_Exercise aim_:
The expected answer is every line of the material, reproduced exactly.

_Exercise data_:
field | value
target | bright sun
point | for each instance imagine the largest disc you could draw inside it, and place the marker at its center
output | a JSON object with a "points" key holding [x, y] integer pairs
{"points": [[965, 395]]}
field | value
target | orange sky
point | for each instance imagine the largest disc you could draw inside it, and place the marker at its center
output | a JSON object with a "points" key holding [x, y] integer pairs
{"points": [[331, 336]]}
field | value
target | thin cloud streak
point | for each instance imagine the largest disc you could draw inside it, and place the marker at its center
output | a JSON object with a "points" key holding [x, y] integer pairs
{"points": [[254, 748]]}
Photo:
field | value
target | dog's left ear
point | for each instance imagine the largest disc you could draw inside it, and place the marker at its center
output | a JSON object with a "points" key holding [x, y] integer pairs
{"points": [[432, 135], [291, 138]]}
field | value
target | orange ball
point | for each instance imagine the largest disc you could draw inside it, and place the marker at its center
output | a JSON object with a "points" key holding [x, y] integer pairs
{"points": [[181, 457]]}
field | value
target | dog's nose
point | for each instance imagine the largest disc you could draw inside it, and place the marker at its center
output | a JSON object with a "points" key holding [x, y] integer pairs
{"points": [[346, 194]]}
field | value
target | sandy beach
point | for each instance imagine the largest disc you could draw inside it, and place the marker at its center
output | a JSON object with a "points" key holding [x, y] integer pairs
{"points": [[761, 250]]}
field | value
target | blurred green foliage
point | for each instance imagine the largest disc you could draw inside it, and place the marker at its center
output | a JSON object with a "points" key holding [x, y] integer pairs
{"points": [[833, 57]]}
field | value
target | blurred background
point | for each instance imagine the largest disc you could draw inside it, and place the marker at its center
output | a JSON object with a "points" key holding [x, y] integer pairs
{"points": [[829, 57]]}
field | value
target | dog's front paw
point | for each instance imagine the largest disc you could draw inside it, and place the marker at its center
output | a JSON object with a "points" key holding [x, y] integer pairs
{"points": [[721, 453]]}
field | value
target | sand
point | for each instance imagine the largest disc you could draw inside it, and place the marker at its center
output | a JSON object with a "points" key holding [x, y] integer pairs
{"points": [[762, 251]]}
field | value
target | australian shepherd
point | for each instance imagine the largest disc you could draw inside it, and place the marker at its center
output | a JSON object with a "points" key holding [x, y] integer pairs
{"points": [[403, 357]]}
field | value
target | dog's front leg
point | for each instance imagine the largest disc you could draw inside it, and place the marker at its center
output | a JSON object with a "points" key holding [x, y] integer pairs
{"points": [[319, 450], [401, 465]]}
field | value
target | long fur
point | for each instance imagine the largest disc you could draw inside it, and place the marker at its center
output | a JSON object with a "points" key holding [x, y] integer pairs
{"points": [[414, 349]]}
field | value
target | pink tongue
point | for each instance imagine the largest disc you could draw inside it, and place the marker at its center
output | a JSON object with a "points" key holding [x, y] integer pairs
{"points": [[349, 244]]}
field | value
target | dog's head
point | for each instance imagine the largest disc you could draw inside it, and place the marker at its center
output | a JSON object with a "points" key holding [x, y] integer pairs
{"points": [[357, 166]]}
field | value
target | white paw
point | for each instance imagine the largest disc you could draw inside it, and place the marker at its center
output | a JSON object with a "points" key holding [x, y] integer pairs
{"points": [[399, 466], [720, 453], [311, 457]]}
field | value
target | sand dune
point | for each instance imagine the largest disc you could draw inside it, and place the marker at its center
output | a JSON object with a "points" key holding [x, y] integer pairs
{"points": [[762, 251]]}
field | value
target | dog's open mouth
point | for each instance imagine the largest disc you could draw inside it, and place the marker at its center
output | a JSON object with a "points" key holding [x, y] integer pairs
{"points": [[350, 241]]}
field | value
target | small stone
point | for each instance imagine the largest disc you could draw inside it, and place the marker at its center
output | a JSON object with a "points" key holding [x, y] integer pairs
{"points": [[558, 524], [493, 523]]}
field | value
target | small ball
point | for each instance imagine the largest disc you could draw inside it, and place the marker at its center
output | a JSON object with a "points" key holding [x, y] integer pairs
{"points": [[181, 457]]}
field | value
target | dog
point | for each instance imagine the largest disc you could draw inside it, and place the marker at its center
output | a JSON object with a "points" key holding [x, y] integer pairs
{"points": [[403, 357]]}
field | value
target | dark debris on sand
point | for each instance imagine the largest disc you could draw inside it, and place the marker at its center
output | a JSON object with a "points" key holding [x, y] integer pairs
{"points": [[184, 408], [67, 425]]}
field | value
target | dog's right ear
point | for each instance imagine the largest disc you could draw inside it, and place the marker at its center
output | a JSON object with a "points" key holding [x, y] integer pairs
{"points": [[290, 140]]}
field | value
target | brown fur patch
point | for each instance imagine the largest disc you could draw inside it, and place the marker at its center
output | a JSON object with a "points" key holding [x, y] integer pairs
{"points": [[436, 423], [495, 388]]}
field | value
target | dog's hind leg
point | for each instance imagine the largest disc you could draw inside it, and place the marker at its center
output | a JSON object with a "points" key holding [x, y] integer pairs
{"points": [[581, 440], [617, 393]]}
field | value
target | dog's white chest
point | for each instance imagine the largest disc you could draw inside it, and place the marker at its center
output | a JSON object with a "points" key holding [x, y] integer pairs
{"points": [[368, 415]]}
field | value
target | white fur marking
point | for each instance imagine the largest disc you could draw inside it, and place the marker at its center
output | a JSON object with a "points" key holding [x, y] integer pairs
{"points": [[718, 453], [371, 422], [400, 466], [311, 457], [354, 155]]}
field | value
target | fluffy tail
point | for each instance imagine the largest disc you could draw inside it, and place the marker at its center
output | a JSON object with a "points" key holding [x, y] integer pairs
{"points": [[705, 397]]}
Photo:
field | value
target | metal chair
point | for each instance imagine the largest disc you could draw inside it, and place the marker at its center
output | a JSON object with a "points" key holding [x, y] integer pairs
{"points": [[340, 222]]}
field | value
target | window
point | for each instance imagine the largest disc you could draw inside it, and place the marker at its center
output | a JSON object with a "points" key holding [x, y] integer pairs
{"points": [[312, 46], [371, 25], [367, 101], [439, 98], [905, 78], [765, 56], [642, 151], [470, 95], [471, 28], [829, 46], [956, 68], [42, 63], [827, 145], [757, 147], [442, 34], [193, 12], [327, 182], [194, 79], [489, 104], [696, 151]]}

_The answer_:
field | value
target | bright sun
point | for each instance imagine the largest disc you could draw inside it, and place the marker at its center
output | a JSON object with a "points" key holding [x, y] integer pairs
{"points": [[965, 395]]}
field | value
target | orange sky
point | for each instance imagine the largest disc you could draw inside it, and place the marker at its center
output | a JSON object with a "points" key holding [x, y] integer pairs
{"points": [[331, 336]]}
field | value
target | thin cloud streak
point | for each instance imagine the largest disc you could draw inside it, and place the marker at its center
output | a JSON object with a "points" key holding [x, y] integer pairs
{"points": [[254, 748]]}
Photo:
field | value
target | dog's left ear
point | for each instance imagine the largest disc you could draw inside it, and place the marker at its center
output | a JSON object with a "points" key holding [x, y] integer pairs
{"points": [[432, 135], [291, 138]]}
field | value
target | orange ball
point | for each instance imagine the largest disc you could draw inside it, and place the marker at its center
output | a JSON object with a "points" key holding [x, y] integer pairs
{"points": [[181, 457]]}
field | value
target | dog's nose
point | for each instance imagine the largest disc you could draw inside it, and place the marker at its center
output | a JSON object with a "points" key holding [x, y] integer pairs
{"points": [[346, 194]]}
field | value
target | sandy beach
point | for each instance imagine the largest disc you could draw inside it, and place the marker at its center
output | a JSON object with a "points" key holding [x, y] integer pairs
{"points": [[761, 250]]}
field | value
target | blurred green foliage
point | for each instance imagine the largest disc you could draw inside it, and place the marker at its center
output | a JSON object with a "points" key holding [x, y] integer pairs
{"points": [[833, 57]]}
field | value
target | blurred background
point | for each instance imagine the largest disc you could draw inside it, and place the marker at its center
output | a JSON object with a "points" key holding [x, y] integer pairs
{"points": [[829, 57]]}
field | value
target | dog's front paw
point | for each instance imagine the largest disc you could draw inside it, and place the marker at its center
output | a JSON object with a "points" key holding [x, y] integer pairs
{"points": [[721, 453]]}
field | value
target | sand
point | for each instance imagine the largest disc you could draw inside it, and place the marker at its center
output | a JSON object with a "points" key holding [x, y] integer pairs
{"points": [[762, 251]]}
field | value
target | australian shepherd
point | for each instance imagine the largest disc you could draw inside it, and place the marker at its center
output | a JSON object with a "points" key holding [x, y] integer pairs
{"points": [[403, 357]]}
field | value
target | dog's front leg
point | for each instance imagine the largest disc you could draw inside it, and place the marker at its center
output | a JSON object with a "points" key holding [x, y] integer pairs
{"points": [[319, 450], [401, 465]]}
field | value
target | long fur
point | for each instance imagine the largest disc you could draw inside it, and place the marker at its center
output | a JSON object with a "points" key holding [x, y] integer pairs
{"points": [[414, 349]]}
field | value
target | pink tongue
point | for each instance imagine the largest disc you could draw inside it, and place the marker at its center
output | a JSON object with a "points" key holding [x, y] integer pairs
{"points": [[349, 244]]}
field | value
target | dog's head
point | for each instance imagine the largest disc you could draw inside it, and place the marker at its center
output | a JSON object with a "points" key holding [x, y] integer pairs
{"points": [[357, 166]]}
field | value
target | white paw
point | for each instance imagine the largest disc you could draw inside it, and place the marker at its center
output | a JSON object with a "points" key holding [x, y] integer pairs
{"points": [[399, 466], [720, 453], [311, 457]]}
field | value
target | sand dune
point | for each instance imagine the largest disc you could draw inside it, and place the marker at its center
output | a JSON object with a "points" key holding [x, y] integer pairs
{"points": [[762, 251]]}
field | value
target | dog's open mouth
point | for each instance imagine the largest disc you could draw inside it, and place the marker at its center
output | a JSON object with a "points" key holding [x, y] integer pairs
{"points": [[350, 241]]}
field | value
target | small stone
point | for each instance imagine the largest disc you could draw inside it, and place the marker at its center
output | a JSON object with a "points" key holding [x, y] integer pairs
{"points": [[558, 524], [493, 523]]}
field | value
target | small ball
point | for each instance imagine the largest disc you could draw inside it, and place the marker at its center
output | a JSON object with a "points" key holding [x, y] integer pairs
{"points": [[181, 457]]}
field | value
target | dog
point | for each instance imagine the largest disc you could draw inside it, and place the marker at its center
output | a JSON object with a "points" key holding [x, y] integer pairs
{"points": [[403, 357]]}
field | value
target | dark debris on sand
point | for each instance imagine the largest disc you could draw inside it, and place the marker at its center
output | a JSON object with a "points" key holding [x, y] integer pairs
{"points": [[184, 408], [67, 425]]}
field | value
target | dog's right ear
point | for each instance imagine the largest disc you could draw inside it, and place the marker at its center
output | a JSON object with a "points" key holding [x, y] integer pairs
{"points": [[290, 140]]}
field | value
target | brown fur patch
point | for each instance imagine the largest disc you could draw inside it, and place the marker at its center
output | a JSON object with a "points" key holding [x, y] integer pairs
{"points": [[436, 423], [495, 388]]}
field | value
target | dog's hind leg
point | for each instance imagine the largest disc you could draw inside it, and place the marker at its center
output | a JSON object with a "points" key holding [x, y] integer pairs
{"points": [[581, 440], [617, 393]]}
field | value
target | dog's white chest
point | for each instance imagine the largest disc you could draw inside it, and place the marker at its center
output | a JSON object with a "points" key holding [x, y] integer pairs
{"points": [[368, 415]]}
field | value
target | white fur marking
point | for each instance imagine the largest disc you could draw inside it, and place the marker at its center
output | a JSON object with a "points" key holding [x, y] integer pairs
{"points": [[718, 453], [371, 422], [400, 466], [311, 457], [354, 155]]}
field | value
target | fluffy tail
point | for each instance imagine the largest disc you could draw inside it, and place the marker at its center
output | a JSON object with a "points" key holding [x, y] integer pairs
{"points": [[705, 397]]}
Photo:
field | value
target | metal chair
point | for each instance imagine the largest disc you could draw inside it, and place the marker at its center
output | a JSON object with a "points" key holding [x, y] integer pairs
{"points": [[340, 222]]}
field | value
target | window
point | for each instance imagine the largest disc you could draw inside it, and place the marker at its center
output | a JSON object with a "points" key holding [x, y] integer pairs
{"points": [[312, 46], [371, 25], [367, 101], [439, 98], [905, 78], [765, 56], [642, 151], [470, 95], [471, 28], [829, 46], [956, 68], [42, 63], [827, 145], [757, 147], [442, 34], [193, 12], [327, 182], [194, 79], [489, 104], [696, 151]]}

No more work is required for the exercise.